**CONSIGNA A:** ¿Qué personas aparecen mencionadas por su nombre en el texto sobre el hundimiento del Titanic? Enuméralas todas.
**CONSIGNA B:** Reproduce fielmente el pasaje del texto sobre el Titanic que empieza en "A las dos y" y termina en "su terrible agonía.".

En cuanto a Thomas Andrews, desapareció tras hacer todo lo posible y hasta lo imposible para sacar al mayor número de pasajeros del voraz engendro que había creado. Si Ismay se convirtió en el villano, Andrews sería recordado como el héroe. Si el Titanic estaba rasgado, su diseñador estaba hecho pedazos, pero lo bastante entero como para seguir atento a cualquier detalle que pudiera solucionar, aunque en ese momento ya no hubiera ninguna solución a lo inevitable. Muchos aseguraban que lo vieron por última vez poniendo en hora un reloj en uno de los salones, y esa imagen final es la que ha perdurado. Poco después se perdió en el interior de su criatura, a esperar que fuera ella quien acabara con su vida.

«A partir de este momento, que cada cual haga lo que pueda»

Algo parecido debió de hacer Smith, pese a que los rumores, la prensa de la época y el cine imaginaron su fin con curiosos detalles. En su tiempo se llegó a decir que lo habían visto en el agua intentando ayudar a la gente a subir a las barcas. Pero las barcas estaban tan lejos que llegar nadando habría sido un empeño suicida, y mucho más hacerlo arrastrando cuerpos ya casi sin vida. Más razonable parece pensar que siguió la orden que él mismo dio a sus hombres: «A partir de este momento, que cada cual haga lo que pueda». Dicho lo cual, hizo cuanto pudo y nada más se supo de él. No importan las razones de su comportamiento, si hubo cobardía o simple coherencia. Es la ley del mar: un capitán debe hundirse con su barco.

El mar engulle al gigante

A las dos y dieciocho minutos de la madrugada, el casco del Titanic se partió cerca de su zona central, un dato que quedó inexplicablemente borrado de la historia hasta que se halló su pecio y se pudo reconstruir la muerte del titán. Un minuto después, la proa se hundió en el océano y la popa, arrastrada por la proa, casi alcanzó la verticalidad completa. Mientras, cientos de personas se aferraban a lo que fuese con el propósito de sobrevivir, con el único resultado de alargar un poco más su terrible agonía.

**INFORMACIÓN:**
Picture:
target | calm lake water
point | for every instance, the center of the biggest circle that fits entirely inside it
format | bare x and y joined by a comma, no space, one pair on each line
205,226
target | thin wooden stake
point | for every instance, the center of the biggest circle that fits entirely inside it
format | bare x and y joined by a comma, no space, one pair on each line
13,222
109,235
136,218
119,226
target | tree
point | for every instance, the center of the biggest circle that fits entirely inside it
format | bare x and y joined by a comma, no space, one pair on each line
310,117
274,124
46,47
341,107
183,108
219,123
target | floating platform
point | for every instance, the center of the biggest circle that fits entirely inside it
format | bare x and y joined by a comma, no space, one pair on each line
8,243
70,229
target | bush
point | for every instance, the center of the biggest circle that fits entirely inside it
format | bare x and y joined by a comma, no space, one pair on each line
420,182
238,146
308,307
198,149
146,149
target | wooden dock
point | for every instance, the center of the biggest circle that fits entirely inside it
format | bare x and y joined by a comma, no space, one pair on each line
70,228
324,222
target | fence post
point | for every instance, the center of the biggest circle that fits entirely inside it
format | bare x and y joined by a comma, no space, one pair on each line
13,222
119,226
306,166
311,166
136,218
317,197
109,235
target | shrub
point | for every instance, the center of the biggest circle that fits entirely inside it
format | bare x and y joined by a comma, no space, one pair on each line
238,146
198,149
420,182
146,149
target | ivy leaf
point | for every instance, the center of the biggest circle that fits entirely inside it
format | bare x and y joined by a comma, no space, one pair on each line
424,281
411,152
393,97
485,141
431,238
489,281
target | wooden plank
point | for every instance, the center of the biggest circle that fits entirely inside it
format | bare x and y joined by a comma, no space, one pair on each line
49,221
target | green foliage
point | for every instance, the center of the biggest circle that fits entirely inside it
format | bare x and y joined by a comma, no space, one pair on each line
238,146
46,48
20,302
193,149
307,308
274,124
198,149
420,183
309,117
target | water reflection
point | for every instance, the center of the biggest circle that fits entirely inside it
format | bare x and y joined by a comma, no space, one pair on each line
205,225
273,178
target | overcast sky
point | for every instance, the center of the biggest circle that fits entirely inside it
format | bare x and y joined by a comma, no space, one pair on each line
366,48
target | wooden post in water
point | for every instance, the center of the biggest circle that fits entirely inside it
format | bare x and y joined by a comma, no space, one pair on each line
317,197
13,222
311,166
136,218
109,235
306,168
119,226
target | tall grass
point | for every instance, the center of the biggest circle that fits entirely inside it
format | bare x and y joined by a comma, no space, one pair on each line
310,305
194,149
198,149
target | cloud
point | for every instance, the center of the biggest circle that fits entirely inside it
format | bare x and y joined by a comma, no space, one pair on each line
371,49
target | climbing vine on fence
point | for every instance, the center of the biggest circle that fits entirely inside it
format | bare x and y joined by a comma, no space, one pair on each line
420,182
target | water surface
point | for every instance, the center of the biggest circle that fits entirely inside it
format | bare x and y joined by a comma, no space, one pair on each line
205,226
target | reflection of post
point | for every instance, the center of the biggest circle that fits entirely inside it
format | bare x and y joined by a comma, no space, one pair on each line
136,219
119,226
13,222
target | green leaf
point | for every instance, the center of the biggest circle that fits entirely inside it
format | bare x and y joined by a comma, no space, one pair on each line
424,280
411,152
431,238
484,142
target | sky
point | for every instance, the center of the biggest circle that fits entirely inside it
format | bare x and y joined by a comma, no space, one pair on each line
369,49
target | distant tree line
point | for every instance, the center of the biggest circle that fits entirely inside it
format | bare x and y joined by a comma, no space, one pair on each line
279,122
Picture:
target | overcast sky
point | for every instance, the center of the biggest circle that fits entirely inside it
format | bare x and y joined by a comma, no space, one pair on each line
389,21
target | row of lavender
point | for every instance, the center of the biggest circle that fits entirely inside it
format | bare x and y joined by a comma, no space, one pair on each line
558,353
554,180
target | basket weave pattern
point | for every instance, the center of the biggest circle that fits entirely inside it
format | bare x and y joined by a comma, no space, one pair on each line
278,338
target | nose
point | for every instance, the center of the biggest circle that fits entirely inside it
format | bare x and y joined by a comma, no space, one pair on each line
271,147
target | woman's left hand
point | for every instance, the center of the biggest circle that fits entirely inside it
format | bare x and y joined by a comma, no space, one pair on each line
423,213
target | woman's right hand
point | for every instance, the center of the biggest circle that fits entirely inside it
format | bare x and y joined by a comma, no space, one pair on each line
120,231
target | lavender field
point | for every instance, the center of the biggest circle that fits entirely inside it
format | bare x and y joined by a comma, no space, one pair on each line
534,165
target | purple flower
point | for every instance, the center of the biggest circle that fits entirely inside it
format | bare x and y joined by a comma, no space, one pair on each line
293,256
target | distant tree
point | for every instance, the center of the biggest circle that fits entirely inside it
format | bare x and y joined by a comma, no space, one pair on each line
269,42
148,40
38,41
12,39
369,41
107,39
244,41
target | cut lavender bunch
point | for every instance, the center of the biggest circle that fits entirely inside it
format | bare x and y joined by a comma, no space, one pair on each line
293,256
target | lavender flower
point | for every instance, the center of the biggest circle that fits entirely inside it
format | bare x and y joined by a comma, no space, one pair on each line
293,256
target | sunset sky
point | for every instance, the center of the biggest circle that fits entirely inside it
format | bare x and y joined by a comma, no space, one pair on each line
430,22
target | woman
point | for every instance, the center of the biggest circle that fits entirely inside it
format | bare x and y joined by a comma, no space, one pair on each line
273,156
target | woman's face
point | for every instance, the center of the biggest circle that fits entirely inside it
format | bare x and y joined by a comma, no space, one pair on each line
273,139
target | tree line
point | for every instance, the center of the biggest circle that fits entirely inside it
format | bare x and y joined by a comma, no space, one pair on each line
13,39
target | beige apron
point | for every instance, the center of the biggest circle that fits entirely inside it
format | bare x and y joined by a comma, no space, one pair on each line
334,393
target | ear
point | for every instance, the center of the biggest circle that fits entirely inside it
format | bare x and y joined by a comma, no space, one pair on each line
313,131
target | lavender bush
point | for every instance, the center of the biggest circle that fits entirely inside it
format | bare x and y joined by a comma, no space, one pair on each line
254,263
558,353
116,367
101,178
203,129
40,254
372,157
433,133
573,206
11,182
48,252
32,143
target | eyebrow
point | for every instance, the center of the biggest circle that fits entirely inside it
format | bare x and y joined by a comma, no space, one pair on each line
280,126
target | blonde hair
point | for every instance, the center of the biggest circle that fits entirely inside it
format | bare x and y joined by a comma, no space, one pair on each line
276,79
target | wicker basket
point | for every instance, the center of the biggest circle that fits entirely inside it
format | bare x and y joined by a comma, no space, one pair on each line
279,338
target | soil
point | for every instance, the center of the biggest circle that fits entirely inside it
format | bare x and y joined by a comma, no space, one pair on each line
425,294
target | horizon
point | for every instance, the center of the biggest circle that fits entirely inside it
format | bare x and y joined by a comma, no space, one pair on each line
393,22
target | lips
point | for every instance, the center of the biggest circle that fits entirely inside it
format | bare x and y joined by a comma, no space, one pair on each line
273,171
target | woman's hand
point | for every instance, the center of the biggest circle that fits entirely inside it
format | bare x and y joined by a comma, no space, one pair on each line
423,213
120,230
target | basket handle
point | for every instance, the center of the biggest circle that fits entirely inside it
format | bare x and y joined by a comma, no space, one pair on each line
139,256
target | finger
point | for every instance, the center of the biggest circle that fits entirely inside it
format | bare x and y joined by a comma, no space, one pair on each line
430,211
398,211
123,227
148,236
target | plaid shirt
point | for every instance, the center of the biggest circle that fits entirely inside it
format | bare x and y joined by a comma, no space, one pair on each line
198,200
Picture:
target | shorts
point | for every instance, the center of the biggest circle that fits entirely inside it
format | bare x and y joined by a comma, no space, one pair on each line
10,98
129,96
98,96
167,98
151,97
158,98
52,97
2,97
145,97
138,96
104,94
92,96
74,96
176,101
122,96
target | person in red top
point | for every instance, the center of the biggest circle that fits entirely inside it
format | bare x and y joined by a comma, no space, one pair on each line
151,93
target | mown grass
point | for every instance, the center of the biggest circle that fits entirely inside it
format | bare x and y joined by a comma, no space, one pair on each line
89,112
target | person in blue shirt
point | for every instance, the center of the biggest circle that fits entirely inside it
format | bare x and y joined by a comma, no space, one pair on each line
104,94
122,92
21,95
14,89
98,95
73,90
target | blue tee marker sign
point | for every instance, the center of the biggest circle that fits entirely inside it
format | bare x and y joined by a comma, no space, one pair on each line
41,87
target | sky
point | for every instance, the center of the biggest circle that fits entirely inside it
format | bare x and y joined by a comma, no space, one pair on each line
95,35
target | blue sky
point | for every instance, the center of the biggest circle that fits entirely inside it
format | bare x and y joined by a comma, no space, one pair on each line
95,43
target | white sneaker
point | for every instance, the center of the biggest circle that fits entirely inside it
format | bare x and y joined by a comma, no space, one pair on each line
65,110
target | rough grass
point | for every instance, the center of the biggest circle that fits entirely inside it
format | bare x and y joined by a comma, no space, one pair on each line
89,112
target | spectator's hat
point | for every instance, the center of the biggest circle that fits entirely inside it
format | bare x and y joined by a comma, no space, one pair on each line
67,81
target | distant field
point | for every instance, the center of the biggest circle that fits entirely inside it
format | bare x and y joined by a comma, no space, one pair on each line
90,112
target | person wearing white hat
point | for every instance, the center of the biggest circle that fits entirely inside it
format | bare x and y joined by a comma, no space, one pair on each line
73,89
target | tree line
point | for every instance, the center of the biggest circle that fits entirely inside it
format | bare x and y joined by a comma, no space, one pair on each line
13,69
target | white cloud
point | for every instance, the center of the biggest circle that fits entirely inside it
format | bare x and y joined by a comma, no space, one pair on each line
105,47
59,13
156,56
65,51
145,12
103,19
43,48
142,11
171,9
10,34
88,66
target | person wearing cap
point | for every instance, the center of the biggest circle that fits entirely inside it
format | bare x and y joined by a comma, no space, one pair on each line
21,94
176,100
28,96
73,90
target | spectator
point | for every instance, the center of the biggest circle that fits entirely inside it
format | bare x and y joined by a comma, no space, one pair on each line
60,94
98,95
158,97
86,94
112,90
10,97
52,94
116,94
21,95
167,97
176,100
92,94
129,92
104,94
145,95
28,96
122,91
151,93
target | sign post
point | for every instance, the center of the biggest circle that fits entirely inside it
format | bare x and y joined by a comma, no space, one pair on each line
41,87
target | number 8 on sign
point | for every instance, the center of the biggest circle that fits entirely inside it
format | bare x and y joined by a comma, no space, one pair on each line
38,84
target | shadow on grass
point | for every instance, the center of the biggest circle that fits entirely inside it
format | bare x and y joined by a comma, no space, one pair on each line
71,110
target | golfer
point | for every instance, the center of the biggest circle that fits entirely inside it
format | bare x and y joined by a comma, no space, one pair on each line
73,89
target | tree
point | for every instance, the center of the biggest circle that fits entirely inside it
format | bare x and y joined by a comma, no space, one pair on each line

**TU RESPUESTA A:** Thomas Andrews, Ismay y Smith.

**TU RESPUESTA B:**
A las dos y dieciocho minutos de la madrugada, el casco del Titanic se partió cerca de su zona central, un dato que quedó inexplicablemente borrado de la historia hasta que se halló su pecio y se pudo reconstruir la muerte del titán. Un minuto después, la proa se hundió en el océano y la popa, arrastrada por la proa, casi alcanzó la verticalidad completa. Mientras, cientos de personas se aferraban a lo que fuese con el propósito de sobrevivir, con el único resultado de alargar un poco más su terrible agonía.